## Excerpted passage
..............................

On Mon, Oct 09, 2023 at 01:05:23PM +0300, Mikko Rapeli via lists.openembedded.org wrote:
> Hi linux-serial and Greg,
> 
> Yocto Linux distro maintainer Richard Purdie is seeing a regression or behavior
> change after updating kernel from 6.4 to 6.5. Yocto runs a lot of automated tests with qemu
> where a python test framework configures and spawns qemu (version 8.1) with two
> serial ports and boots a newly built kernel and rootfs there. The python test framework
> tries to detect getty login prompt from ttyS1 while boot time logging
> from qemu, kernel, userspace etc happens on serial console ttyS0. This has worked
> reliably for years and across multiple kernel versions. Now with 6.5 kernel there are
> suddenly frequent failures where ttyS1 doesn't show the login prompt in the python code
> which listens on the qemu socket from target system ttyS1. The target system ttyS0 is working
> and boot time logs and getty prompt are visible there. The ttyS1 logs from test framework show
> that only two characters CR and LF make it through. This same happens on x86_64 host
> running qemu machine for x86_64 and arm64 targets.
> 
> The kernel boot logs from target system with 6.5.5 don't show any errors and getty
> processes are started correctly and they don't see any errors either. Data from
> target system userspace is being written, but seems to sometimes hang inside kernel
> or qemu serial port buffers, and only on the ttyS1 while ttyS0 works reliably all
> the time.
> 
> Example target logs with 6.5.5 via ttyS0:
> 
> https://autobuilder.yocto.io/pub/failed-builds-data/6.5%20kernel/j/qemu_boot_log.20231007084853
> or https://pastebin.com/raw/jRRa2CwW
> 
> ttyS1 logs from the same run:
> https://autobuilder.yocto.io/pub/failed-builds-data/6.5%20kernel/j/qemu_boot_log.20231007084853.2
> 
> Kernel config:
> https://pastebin.com/raw/Lv9Hfeuh
> 
> Do you have any ideas or hints how to debug or possibly fix this?

..............................

## Data provided
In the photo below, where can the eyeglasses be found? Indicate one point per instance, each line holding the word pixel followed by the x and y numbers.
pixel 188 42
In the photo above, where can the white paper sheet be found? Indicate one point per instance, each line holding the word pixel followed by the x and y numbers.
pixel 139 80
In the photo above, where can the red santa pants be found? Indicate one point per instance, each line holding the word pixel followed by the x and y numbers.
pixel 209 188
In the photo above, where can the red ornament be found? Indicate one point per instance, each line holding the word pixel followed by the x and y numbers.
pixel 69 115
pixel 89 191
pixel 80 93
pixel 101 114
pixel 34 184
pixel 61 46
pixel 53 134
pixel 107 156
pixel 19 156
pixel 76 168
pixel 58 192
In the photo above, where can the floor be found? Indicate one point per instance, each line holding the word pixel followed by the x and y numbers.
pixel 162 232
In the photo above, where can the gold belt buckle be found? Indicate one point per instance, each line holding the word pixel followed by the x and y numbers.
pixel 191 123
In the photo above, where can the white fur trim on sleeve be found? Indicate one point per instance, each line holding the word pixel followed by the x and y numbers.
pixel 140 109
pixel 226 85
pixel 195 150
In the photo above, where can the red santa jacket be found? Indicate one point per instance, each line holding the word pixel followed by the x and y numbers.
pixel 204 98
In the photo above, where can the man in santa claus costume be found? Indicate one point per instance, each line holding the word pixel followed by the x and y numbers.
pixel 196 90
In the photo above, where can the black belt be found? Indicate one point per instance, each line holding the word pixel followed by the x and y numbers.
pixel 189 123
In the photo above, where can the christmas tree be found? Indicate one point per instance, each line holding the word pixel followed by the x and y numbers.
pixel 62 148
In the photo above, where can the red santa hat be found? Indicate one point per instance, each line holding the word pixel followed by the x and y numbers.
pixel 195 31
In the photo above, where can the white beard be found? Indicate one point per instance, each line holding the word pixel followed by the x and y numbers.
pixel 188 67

..............................

## Requirements
Continue the mailing-list message above about the ttyS1 login prompt failing under the 6.5 kernel, picking up right after its final sentence.

## Expected output
> 
> tty layer has seen quite a few major changes between 6.4.14 and 6.5.5 and we're not able
> to pinpoint or bisect the issue, since it so annoyingly rare.
> 
> Some more details from Richard below.
> 
> Cheers,
> 
> -Mikko
> 
> On Sun, Oct 08, 2023 at 09:23:57AM +0100, Richard Purdie wrote:
> > On Sat, 2023-10-07 at 23:05 +0100, Richard Purdie via
> > lists.openembedded.org wrote:
> > > I thought I'd summarise where things are at with the 6.5 kernel.
> > > 
> > > We've fixed:
> > > * the ARM LTP OOM lockup (kernel patch)
> > > * the locale ARM selftest failure which was OOM due to silly buffer 
> > >   allocations in 6.5 (kernel commandline)
> > > * the ARM jitterentropy errors (kernel patch)
> > > * the cryptodev build failures (recipe updated)
> > > 
> > > We've also:
> > > * disabled the strace tests that fail with 6.5.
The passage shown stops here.